**What to do**
Reproduce the Piatigorsky biography from "Dr. Joram Piatigorsky" up to and including "founded in 1981.", word for word.

Dr. Joram Piatigorsky received a Ph.D. degree in developmental biology and chemistry in 1967 from California Institute of Technology. His postdoctoral studies with Dr. Alfred J. Coulombre at the National Institutes of Health on lens and crystallins introduced him to vision research. He remained at NIH where he is Chief of the NEI’s Laboratory of Molecular and Developmental Biology, which he founded in 1981.
During his early research on chicken lens fiber cell differentiation in tissue culture, Dr. Piatigorsky and colleagues produced the first crystallin cDNA and genomic clones (for delta-crystallin); they went on to characterize numerous other crystallin genes and related a beta-crystallin gene structure to the known protein structure. The Piatigorsky laboratory demonstrated the importance of ionic balances, often disrupted in cataracts, for crystallin synthesis. They were among the first to recognize different, ubiquitously expressed proteins, often enzymes, as lens crystallins in different species of vertebrates and invertebrates (i.e. taxon-specificity of crystallins). Dr. Piatigorsky’s laboratory identified the first crystallin promoter (for alphaA-crystallin) and used it in collaborative studies to initiate genetic engineering in the visual system in transgenic mice. The alphaA-crystallin and other crystallin promoters isolated by the Piatigorsky laboratory continue to be employed worldwide to investigate lenses. They discovered the roles of Pax6 and other transcription factors as well as numerous DNA control elements for crystallin gene expression. Using squid, octopus, scallop and jellyfish, Dr. Piatigorsky and colleagues learned much of what is known today about crystallins and crystallin gene expression in invertebrates. Piatigorsky’s extensive studies have unified the diverse crystallins at the molecular level of lens-specific gene expression and established the critical role of convergence during their evolution.

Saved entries
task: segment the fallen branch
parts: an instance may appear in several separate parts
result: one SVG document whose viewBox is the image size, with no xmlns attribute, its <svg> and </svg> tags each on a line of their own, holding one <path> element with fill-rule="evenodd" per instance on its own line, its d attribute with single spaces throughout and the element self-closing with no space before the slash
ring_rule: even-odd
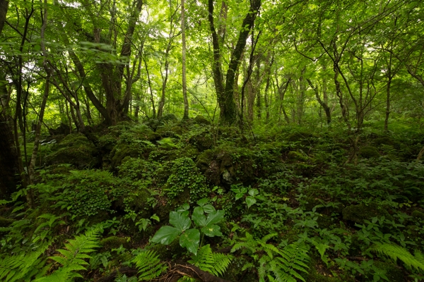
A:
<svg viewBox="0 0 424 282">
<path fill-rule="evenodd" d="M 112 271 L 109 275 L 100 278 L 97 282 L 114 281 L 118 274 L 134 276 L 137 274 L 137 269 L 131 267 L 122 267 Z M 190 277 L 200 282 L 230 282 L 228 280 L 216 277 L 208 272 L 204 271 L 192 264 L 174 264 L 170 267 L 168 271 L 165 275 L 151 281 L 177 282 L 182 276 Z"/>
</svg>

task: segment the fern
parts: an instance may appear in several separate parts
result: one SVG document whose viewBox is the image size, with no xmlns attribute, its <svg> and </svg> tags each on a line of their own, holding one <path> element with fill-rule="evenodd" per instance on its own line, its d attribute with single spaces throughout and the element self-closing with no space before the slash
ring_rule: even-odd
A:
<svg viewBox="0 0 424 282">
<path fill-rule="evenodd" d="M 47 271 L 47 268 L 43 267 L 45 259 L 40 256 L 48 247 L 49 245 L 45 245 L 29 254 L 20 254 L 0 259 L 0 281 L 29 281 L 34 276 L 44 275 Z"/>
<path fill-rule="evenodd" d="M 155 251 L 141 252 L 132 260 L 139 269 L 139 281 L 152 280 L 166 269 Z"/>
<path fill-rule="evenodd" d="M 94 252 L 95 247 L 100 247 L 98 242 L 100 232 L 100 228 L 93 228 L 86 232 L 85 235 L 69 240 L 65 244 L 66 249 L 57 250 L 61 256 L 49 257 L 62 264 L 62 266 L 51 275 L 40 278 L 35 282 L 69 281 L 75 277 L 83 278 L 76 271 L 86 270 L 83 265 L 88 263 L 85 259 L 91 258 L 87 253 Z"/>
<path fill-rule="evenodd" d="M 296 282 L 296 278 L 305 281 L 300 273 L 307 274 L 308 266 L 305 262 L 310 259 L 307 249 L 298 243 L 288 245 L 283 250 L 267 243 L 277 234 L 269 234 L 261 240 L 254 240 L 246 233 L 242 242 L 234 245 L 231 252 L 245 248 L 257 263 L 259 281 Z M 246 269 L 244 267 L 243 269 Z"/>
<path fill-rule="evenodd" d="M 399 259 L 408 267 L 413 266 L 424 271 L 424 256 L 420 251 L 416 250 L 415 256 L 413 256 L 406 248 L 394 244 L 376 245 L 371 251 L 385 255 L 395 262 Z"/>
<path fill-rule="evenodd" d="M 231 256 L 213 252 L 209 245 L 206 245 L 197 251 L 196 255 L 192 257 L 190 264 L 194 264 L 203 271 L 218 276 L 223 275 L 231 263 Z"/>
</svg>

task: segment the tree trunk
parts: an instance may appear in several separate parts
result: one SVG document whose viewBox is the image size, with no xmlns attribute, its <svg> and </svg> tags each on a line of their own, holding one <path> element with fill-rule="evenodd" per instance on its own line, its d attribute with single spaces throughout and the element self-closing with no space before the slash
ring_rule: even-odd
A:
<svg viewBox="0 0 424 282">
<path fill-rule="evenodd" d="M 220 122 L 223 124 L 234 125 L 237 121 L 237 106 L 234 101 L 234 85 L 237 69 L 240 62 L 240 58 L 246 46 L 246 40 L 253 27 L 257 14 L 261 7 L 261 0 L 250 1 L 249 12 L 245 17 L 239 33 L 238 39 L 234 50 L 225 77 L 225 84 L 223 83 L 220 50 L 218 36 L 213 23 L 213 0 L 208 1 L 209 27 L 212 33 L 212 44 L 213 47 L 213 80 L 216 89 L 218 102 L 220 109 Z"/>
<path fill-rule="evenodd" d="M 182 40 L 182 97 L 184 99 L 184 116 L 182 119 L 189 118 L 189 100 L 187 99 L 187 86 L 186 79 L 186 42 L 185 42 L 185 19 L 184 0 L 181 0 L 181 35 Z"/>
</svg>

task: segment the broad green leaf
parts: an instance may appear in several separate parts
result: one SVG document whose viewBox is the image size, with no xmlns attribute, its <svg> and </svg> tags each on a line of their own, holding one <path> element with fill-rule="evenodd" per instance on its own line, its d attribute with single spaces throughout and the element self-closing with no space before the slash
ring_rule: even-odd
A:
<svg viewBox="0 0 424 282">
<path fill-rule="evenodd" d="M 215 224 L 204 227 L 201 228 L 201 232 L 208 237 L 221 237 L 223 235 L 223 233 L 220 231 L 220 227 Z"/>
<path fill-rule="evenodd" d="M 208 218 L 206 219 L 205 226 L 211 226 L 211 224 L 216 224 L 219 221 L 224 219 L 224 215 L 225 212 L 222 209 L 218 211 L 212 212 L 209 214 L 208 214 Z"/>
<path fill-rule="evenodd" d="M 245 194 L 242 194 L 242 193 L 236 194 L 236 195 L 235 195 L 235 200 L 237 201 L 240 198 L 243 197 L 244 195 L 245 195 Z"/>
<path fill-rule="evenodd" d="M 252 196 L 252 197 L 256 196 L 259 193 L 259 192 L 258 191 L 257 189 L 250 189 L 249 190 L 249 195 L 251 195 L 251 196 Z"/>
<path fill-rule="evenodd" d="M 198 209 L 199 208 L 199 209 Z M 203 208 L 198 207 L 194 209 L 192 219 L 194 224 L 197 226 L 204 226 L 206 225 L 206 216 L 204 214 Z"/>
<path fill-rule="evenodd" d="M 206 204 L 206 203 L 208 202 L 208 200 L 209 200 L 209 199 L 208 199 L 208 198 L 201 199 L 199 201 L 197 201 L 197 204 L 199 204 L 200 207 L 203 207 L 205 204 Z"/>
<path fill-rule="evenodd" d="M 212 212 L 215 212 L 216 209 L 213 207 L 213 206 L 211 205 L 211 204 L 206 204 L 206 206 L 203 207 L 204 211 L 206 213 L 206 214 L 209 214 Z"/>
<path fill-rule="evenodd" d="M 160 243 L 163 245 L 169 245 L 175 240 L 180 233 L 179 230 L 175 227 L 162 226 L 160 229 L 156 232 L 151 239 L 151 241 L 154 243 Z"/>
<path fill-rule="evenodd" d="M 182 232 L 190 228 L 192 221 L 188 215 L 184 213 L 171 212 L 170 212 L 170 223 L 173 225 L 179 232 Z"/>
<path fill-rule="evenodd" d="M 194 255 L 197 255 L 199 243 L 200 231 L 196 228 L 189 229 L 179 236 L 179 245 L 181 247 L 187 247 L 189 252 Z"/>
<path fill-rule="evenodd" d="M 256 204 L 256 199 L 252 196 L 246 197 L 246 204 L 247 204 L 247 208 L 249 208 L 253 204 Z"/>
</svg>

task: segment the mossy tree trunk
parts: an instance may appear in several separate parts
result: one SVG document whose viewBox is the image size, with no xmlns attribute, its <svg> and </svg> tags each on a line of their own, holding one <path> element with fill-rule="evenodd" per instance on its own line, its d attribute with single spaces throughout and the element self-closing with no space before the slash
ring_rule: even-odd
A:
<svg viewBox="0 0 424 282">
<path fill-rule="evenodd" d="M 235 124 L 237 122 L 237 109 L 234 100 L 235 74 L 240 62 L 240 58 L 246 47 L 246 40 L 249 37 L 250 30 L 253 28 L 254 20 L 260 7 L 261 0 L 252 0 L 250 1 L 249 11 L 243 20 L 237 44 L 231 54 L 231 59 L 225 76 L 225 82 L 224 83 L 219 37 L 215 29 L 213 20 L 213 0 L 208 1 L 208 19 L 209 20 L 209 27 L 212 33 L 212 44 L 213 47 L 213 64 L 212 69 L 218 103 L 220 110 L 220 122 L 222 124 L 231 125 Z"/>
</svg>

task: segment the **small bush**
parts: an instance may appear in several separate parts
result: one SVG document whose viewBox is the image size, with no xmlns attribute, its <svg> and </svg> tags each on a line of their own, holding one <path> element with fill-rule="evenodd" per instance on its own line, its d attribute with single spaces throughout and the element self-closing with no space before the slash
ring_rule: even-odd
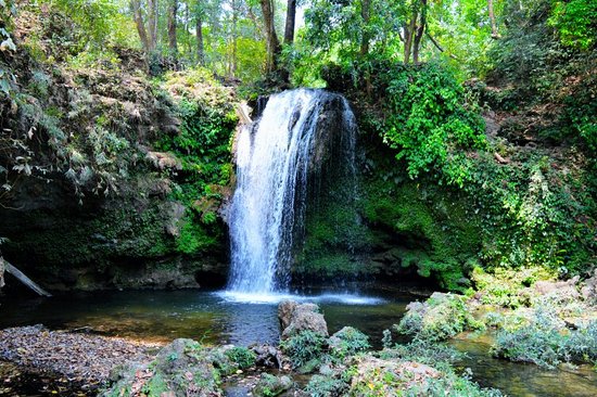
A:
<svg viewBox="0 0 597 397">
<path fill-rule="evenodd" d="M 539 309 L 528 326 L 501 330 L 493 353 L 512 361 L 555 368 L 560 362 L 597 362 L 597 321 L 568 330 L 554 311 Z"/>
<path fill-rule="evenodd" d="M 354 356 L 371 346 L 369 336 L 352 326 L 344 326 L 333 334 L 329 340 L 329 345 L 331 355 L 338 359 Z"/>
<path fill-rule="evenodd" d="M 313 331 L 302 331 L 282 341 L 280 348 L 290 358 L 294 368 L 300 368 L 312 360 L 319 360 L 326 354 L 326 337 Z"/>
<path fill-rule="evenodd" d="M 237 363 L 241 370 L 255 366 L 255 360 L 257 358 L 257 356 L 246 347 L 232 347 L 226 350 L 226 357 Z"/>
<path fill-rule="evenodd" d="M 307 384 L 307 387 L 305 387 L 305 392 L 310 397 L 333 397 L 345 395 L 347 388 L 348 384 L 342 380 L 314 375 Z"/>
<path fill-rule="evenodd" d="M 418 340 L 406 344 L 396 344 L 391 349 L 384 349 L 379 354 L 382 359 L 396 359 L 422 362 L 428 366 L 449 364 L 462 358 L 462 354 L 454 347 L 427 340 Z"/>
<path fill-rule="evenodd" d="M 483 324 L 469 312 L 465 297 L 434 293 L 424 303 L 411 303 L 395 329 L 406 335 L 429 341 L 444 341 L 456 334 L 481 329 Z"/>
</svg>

**Reply to the exercise**
Dr. Joram Piatigorsky received a Ph.D. degree in developmental biology and chemistry in 1967 from California Institute of Technology. His postdoctoral studies with Dr. Alfred J. Coulombre at the National Institutes of Health on lens and crystallins introduced him to vision research. He remained at NIH where he is Chief of the NEI’s Laboratory of Molecular and Developmental Biology, which he founded in 1981.